— Start TEXT PROVIDED —

Sokhotski–Plemelj theorem

The Sokhotski–Plemelj theorem (Polish spelling is Sochocki) is a theorem in complex analysis, which helps in evaluating certain integrals. The real-line version of it (see below) is often used in physics, although rarely referred to by name. The theorem is named after Julian Sochocki, who proved it in 1868, and Josip Plemelj, who rediscovered it as a main ingredient of his solution of the Riemann–Hilbert problem in 1908.

— End TEXT PROVIDED —

### WORK TO COMPLETE
1. Gather every line of the records that contains the word "marking", with case counting.
2. Pick up the passage on the Sokhotski–Plemelj theorem and continue it from where it stops.

— Start MATERIAL PROVIDED —

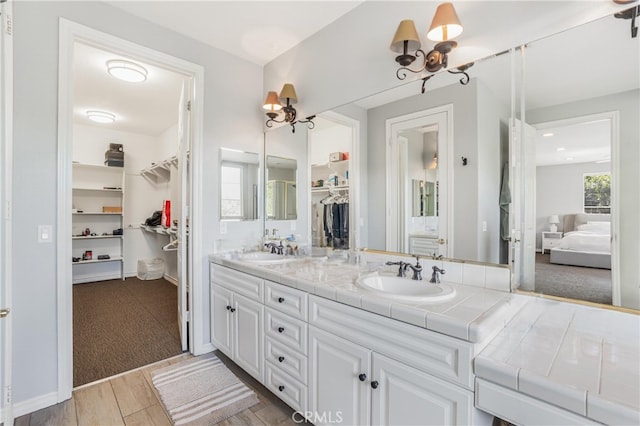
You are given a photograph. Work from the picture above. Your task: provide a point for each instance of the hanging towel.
(505, 200)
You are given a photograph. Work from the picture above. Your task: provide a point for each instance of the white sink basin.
(405, 288)
(265, 258)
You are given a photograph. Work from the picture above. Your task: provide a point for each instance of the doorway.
(76, 140)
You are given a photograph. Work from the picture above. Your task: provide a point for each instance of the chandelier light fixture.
(278, 113)
(444, 27)
(127, 70)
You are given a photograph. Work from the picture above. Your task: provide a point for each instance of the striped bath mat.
(201, 391)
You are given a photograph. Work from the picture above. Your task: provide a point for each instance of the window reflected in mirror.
(280, 197)
(239, 183)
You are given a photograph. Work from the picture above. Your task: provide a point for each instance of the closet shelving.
(95, 187)
(160, 171)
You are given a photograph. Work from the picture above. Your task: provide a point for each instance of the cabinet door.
(247, 339)
(221, 327)
(336, 391)
(406, 396)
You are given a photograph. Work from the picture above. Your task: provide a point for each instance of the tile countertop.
(474, 314)
(585, 360)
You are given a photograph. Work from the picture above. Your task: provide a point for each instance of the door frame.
(355, 191)
(421, 118)
(614, 118)
(69, 33)
(6, 183)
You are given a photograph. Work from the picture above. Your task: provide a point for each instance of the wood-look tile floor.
(131, 399)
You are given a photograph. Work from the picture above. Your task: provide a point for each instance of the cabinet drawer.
(286, 299)
(284, 329)
(286, 387)
(247, 285)
(286, 360)
(431, 352)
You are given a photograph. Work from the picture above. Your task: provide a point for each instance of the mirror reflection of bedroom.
(573, 210)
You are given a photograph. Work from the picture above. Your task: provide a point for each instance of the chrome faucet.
(402, 267)
(417, 269)
(435, 278)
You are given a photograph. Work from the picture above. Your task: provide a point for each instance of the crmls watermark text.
(326, 417)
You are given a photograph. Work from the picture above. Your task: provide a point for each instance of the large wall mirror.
(582, 128)
(239, 185)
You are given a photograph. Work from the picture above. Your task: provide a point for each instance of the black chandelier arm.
(424, 82)
(401, 72)
(464, 80)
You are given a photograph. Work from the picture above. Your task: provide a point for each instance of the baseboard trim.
(34, 404)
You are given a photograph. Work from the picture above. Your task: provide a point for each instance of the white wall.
(236, 122)
(628, 106)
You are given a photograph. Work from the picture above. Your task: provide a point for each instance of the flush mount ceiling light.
(101, 116)
(287, 112)
(444, 27)
(127, 70)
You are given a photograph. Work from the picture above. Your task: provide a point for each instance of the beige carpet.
(121, 325)
(201, 391)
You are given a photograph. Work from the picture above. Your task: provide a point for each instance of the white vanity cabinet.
(236, 328)
(363, 386)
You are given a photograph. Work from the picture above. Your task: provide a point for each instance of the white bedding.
(586, 241)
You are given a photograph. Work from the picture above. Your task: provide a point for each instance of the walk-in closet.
(128, 183)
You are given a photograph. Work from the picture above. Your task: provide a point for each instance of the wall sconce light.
(287, 112)
(444, 27)
(101, 116)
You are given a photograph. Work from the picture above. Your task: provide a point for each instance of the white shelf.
(98, 167)
(98, 189)
(96, 237)
(161, 169)
(158, 230)
(113, 259)
(328, 188)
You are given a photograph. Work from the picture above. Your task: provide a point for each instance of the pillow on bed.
(599, 227)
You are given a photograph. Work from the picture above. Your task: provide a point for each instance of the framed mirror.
(239, 185)
(281, 188)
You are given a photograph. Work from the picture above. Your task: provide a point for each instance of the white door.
(339, 382)
(6, 100)
(184, 145)
(406, 396)
(247, 336)
(522, 181)
(221, 320)
(440, 120)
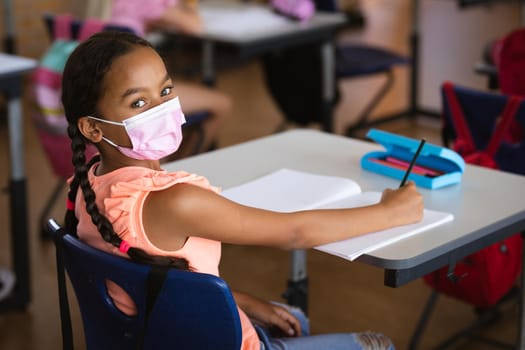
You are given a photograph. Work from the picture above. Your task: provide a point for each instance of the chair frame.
(191, 310)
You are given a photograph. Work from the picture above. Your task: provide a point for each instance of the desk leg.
(18, 210)
(328, 77)
(208, 73)
(521, 321)
(296, 293)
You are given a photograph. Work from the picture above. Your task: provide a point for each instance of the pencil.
(407, 173)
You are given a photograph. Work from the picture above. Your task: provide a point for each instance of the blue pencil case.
(435, 166)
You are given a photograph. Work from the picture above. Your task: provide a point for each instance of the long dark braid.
(82, 86)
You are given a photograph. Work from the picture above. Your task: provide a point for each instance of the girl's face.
(135, 83)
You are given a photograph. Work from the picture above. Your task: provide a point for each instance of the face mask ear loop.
(110, 142)
(105, 121)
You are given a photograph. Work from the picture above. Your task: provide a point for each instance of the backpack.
(485, 277)
(509, 57)
(48, 113)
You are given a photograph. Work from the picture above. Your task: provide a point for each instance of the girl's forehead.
(138, 68)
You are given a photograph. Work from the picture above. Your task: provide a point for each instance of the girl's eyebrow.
(132, 91)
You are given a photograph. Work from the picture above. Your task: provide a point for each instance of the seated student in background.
(124, 203)
(171, 15)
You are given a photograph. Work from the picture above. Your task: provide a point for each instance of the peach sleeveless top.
(120, 197)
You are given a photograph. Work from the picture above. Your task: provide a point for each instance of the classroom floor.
(343, 296)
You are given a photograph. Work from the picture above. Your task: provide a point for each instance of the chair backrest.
(192, 310)
(327, 5)
(482, 113)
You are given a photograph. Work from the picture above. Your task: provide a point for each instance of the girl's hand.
(405, 205)
(273, 317)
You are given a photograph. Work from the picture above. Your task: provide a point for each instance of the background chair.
(354, 60)
(191, 310)
(293, 76)
(482, 111)
(56, 143)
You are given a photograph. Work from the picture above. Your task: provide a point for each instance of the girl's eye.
(166, 91)
(138, 104)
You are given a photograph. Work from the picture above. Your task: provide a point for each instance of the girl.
(117, 95)
(157, 16)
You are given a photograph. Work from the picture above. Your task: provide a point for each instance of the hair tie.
(70, 205)
(124, 247)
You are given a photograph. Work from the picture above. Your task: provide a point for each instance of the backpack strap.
(65, 317)
(503, 127)
(464, 142)
(156, 277)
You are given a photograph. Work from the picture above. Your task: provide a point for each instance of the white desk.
(255, 30)
(12, 69)
(478, 221)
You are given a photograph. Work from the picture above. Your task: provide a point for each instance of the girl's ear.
(90, 129)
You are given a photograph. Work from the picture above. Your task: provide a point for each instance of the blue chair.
(190, 311)
(355, 60)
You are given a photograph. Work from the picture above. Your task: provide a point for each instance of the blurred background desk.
(12, 69)
(254, 30)
(477, 223)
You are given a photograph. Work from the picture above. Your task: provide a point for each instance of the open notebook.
(288, 190)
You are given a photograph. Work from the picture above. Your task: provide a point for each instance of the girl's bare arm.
(186, 210)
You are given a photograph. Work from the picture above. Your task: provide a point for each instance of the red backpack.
(483, 278)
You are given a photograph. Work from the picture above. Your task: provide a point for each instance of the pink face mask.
(154, 134)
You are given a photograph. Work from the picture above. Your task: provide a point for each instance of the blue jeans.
(333, 341)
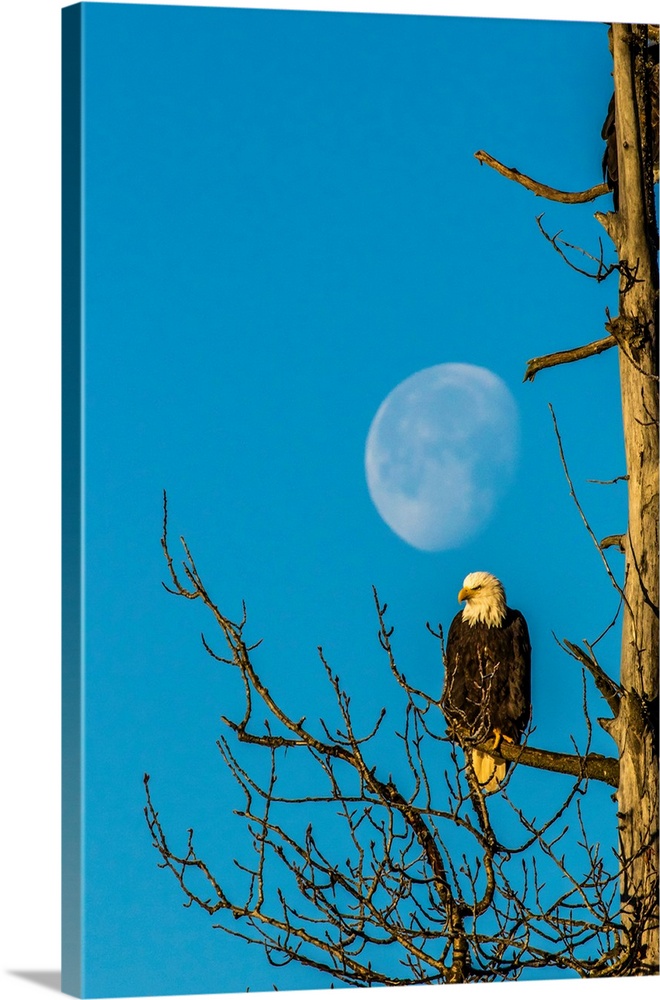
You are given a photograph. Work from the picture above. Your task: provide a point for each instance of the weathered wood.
(635, 728)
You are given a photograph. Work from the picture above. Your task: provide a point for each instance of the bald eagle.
(488, 671)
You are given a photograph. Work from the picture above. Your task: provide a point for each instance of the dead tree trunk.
(632, 228)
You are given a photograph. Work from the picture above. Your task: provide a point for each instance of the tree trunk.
(634, 232)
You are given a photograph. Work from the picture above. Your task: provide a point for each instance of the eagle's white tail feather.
(489, 774)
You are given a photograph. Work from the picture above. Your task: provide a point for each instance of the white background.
(29, 484)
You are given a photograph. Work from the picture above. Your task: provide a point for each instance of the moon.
(441, 453)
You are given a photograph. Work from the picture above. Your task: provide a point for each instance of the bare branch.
(535, 365)
(542, 190)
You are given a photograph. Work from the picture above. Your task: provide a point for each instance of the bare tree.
(631, 130)
(419, 883)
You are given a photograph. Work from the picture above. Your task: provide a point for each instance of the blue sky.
(284, 219)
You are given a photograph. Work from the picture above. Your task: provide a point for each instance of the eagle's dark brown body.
(487, 681)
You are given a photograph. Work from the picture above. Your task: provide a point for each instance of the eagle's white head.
(485, 599)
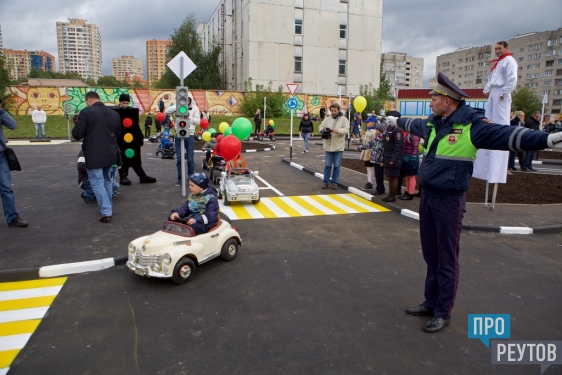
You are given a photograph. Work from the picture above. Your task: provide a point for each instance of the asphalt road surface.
(320, 294)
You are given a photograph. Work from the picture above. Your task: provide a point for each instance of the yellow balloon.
(359, 103)
(223, 126)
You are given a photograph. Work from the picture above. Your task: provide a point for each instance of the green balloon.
(241, 128)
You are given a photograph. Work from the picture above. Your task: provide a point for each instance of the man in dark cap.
(453, 134)
(135, 162)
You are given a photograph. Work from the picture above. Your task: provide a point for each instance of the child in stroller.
(166, 148)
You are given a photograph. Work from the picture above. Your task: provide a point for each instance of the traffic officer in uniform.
(453, 134)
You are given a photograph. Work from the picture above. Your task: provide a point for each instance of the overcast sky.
(419, 28)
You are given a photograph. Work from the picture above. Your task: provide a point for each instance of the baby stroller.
(166, 149)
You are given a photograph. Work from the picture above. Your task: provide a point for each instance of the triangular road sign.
(292, 87)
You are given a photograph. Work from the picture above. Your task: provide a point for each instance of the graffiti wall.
(53, 100)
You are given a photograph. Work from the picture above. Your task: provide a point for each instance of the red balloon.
(127, 122)
(204, 124)
(230, 147)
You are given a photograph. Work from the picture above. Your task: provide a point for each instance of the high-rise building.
(403, 71)
(79, 46)
(156, 52)
(321, 45)
(127, 68)
(20, 62)
(538, 54)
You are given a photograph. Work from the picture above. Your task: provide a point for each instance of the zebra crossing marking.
(22, 306)
(300, 206)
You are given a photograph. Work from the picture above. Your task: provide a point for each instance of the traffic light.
(181, 101)
(182, 127)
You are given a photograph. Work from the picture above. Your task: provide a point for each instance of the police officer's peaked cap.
(446, 87)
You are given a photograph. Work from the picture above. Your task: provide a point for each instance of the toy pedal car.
(176, 251)
(238, 184)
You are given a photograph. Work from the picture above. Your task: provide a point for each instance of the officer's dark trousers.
(440, 230)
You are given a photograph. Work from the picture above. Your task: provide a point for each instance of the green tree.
(253, 100)
(207, 74)
(4, 78)
(526, 100)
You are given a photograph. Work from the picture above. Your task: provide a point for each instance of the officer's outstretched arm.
(413, 126)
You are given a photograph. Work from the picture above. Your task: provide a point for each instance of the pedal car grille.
(149, 260)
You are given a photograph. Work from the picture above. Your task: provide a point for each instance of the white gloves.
(555, 140)
(392, 121)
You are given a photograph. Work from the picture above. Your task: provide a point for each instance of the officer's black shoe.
(419, 310)
(436, 324)
(147, 180)
(406, 196)
(125, 181)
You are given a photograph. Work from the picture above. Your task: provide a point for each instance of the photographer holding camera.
(333, 129)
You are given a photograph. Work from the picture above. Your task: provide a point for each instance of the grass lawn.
(56, 126)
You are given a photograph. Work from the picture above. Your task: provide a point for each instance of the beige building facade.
(127, 67)
(403, 71)
(79, 48)
(320, 44)
(539, 59)
(156, 60)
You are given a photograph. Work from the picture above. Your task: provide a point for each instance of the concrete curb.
(415, 216)
(60, 269)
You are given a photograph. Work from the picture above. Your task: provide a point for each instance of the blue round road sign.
(292, 103)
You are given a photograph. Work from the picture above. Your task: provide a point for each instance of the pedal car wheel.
(224, 217)
(183, 271)
(229, 250)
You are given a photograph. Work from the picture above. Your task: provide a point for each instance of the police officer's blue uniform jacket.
(445, 171)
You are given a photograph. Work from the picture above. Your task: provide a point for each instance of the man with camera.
(333, 130)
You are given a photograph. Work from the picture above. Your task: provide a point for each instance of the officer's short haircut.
(335, 105)
(92, 95)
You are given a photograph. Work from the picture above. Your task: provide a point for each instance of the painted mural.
(24, 99)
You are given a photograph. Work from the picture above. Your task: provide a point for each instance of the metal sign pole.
(182, 140)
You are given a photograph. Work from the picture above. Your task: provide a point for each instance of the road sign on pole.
(292, 87)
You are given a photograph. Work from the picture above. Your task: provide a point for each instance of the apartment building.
(156, 60)
(322, 46)
(79, 48)
(128, 68)
(538, 54)
(403, 71)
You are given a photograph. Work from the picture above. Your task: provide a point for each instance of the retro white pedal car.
(176, 251)
(238, 185)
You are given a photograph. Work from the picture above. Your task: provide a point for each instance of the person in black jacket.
(392, 158)
(306, 130)
(99, 127)
(257, 121)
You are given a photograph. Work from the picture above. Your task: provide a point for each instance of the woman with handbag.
(8, 162)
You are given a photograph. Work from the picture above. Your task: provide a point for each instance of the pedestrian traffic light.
(182, 127)
(181, 101)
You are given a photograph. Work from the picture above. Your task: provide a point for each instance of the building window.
(342, 67)
(342, 31)
(298, 27)
(298, 64)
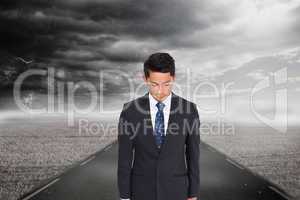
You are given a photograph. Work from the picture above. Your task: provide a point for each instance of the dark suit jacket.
(146, 172)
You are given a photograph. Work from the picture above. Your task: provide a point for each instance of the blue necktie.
(159, 124)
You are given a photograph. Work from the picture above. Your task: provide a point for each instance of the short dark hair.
(159, 62)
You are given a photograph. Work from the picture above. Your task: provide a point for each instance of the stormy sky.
(218, 42)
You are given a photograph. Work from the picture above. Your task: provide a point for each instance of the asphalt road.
(95, 179)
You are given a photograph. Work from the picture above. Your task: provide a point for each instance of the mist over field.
(67, 67)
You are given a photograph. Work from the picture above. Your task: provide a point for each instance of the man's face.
(160, 84)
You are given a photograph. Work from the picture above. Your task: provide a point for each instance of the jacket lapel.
(172, 119)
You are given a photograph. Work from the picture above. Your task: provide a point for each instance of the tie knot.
(160, 106)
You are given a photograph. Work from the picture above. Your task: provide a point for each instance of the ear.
(144, 78)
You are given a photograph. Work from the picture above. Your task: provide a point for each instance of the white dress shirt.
(154, 109)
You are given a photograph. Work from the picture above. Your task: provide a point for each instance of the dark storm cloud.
(40, 28)
(74, 35)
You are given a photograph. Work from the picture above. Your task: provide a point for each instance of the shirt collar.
(166, 101)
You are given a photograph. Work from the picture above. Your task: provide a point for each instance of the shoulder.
(134, 104)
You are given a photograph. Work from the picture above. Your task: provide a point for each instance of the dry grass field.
(273, 155)
(36, 149)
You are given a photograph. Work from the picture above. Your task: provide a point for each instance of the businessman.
(158, 140)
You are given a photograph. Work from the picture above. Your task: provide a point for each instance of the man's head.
(159, 74)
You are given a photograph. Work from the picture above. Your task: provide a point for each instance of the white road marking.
(279, 192)
(235, 164)
(88, 160)
(41, 189)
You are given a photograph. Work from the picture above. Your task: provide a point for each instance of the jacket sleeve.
(193, 154)
(125, 155)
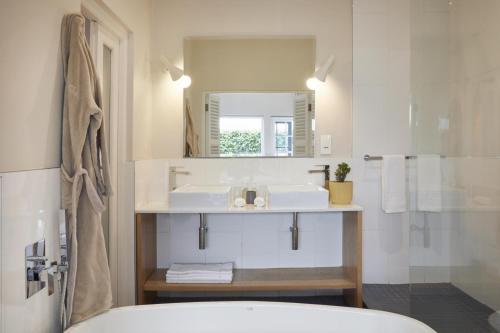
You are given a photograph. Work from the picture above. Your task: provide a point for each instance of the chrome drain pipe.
(202, 232)
(295, 232)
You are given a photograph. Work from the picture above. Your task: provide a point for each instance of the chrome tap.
(172, 172)
(325, 170)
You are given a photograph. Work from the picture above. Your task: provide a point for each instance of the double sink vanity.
(271, 113)
(281, 199)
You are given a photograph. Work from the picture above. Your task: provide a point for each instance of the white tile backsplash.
(251, 241)
(30, 204)
(380, 126)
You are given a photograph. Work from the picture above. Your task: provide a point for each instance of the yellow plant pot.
(340, 193)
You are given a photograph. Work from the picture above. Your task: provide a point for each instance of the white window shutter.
(213, 124)
(301, 126)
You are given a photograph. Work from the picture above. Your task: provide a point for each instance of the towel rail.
(379, 158)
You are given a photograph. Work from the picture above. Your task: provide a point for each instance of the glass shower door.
(455, 179)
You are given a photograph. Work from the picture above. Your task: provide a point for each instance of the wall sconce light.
(176, 73)
(320, 75)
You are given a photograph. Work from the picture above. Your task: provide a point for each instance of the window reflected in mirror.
(259, 124)
(248, 97)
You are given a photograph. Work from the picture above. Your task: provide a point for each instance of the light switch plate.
(326, 144)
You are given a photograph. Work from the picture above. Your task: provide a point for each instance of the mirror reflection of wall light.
(320, 75)
(176, 73)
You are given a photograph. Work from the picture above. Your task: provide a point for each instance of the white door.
(105, 48)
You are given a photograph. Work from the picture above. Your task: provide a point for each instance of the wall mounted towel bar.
(379, 158)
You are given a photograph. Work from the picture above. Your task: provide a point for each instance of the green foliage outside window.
(240, 143)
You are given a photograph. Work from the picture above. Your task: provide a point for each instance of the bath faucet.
(326, 171)
(172, 172)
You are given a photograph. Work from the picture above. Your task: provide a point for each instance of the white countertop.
(249, 209)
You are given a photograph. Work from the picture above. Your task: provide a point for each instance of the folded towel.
(200, 281)
(393, 184)
(259, 202)
(429, 183)
(200, 273)
(201, 268)
(239, 202)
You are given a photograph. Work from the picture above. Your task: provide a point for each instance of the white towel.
(393, 184)
(429, 183)
(200, 268)
(200, 273)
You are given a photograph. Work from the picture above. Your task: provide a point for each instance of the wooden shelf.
(150, 279)
(274, 279)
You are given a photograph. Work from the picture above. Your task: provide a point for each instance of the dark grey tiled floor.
(443, 307)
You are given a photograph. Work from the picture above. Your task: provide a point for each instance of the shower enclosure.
(455, 125)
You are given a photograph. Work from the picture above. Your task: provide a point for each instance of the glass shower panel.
(455, 180)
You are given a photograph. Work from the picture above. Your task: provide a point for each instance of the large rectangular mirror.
(248, 97)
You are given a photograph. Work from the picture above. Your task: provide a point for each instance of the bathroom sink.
(195, 197)
(297, 196)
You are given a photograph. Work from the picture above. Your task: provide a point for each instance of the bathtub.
(247, 317)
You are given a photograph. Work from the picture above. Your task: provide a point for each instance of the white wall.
(327, 20)
(30, 212)
(136, 16)
(31, 88)
(381, 126)
(380, 120)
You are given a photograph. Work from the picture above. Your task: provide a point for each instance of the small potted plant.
(340, 189)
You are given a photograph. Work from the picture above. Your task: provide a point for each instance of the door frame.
(106, 28)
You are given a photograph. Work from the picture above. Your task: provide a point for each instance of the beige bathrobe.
(85, 177)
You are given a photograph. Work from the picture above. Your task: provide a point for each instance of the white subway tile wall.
(30, 204)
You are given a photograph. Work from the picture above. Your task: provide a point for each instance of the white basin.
(195, 197)
(297, 196)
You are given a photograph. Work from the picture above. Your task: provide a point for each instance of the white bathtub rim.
(257, 304)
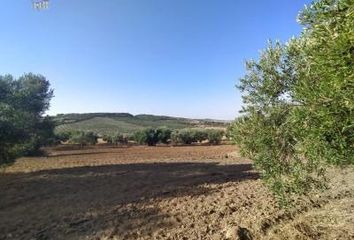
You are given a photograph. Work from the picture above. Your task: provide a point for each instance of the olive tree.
(23, 126)
(299, 102)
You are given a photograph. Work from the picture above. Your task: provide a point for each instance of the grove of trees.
(23, 126)
(298, 113)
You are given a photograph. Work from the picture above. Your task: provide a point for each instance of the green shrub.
(214, 136)
(116, 139)
(299, 102)
(146, 136)
(199, 135)
(163, 134)
(83, 138)
(23, 128)
(184, 136)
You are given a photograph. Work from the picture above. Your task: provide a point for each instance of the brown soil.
(199, 192)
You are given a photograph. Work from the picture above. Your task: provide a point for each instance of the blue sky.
(167, 57)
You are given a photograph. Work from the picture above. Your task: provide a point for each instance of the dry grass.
(197, 192)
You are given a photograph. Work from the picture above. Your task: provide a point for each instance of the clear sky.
(166, 57)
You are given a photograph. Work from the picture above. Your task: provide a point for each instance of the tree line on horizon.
(298, 111)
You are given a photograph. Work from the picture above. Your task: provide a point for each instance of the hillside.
(103, 123)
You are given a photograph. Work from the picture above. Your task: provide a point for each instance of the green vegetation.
(83, 138)
(116, 139)
(23, 128)
(299, 102)
(107, 123)
(189, 136)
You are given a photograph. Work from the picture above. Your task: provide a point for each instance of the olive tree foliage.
(23, 128)
(83, 138)
(299, 101)
(117, 138)
(214, 136)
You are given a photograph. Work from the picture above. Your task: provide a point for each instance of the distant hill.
(104, 123)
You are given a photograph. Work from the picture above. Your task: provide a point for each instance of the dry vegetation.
(193, 192)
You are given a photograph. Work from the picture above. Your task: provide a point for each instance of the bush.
(146, 136)
(83, 138)
(214, 136)
(62, 136)
(163, 134)
(23, 128)
(199, 135)
(116, 139)
(152, 136)
(184, 136)
(299, 102)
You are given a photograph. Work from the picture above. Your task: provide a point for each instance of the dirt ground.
(195, 192)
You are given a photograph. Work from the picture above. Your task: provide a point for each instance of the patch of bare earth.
(199, 192)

— End MATERIAL PROVIDED —

### RESPONSES
1.
You are given a photograph. Work from the picture above. Your task: provide a point for each instance of the zebra crossing marking.
You are given a photograph. Work from the picture above. Your task: provide a point for each instance of the white road marking.

2.
Statement of the theorem

Let C be a smooth closed simple curve in the plane, and [math]\displaystyle{ \varphi }[/math] an analytic function on C. Note that the Cauchy-type integral

[math]\displaystyle{ \phi(z) = \frac{1}{2\pi i} \int_C\frac{\varphi(\zeta) \, d\zeta}{\zeta-z}, }[/math]

cannot be evaluated for any z on the curve C. However, on the interior and exterior of the curve, the integral produces analytic functions, which will be denoted [math]\displaystyle{ \phi_i }[/math] inside C and [math]\displaystyle{ \phi_e }[/math] outside. The Sokhotski–Plemelj formulas relate the limiting boundary values of these two analytic functions at a point z on C and the Cauchy principal value [math]\displaystyle{ \mathcal{P} }[/math] of the integral:

[math]\displaystyle{ \lim_{w \to z}\phi_i(w) = \frac{1}{2\pi i}\mathcal{P}\int_C\frac{\varphi(\zeta) \, d\zeta}{\zeta-z} + \frac{1}{2}\varphi(z), }[/math]

[math]\displaystyle{ \lim_{w \to z}\phi_e(w) = \frac{1}{2\pi i}\mathcal{P}\int_C\frac{\varphi(\zeta) \, d\zeta}{\zeta-z}-\frac{1}{2}\varphi(z). }[/math]

Subsequent generalizations relax the smoothness requirements on curve C and the function φ.

Version for the real line

Especially important is the version for integrals over the real line.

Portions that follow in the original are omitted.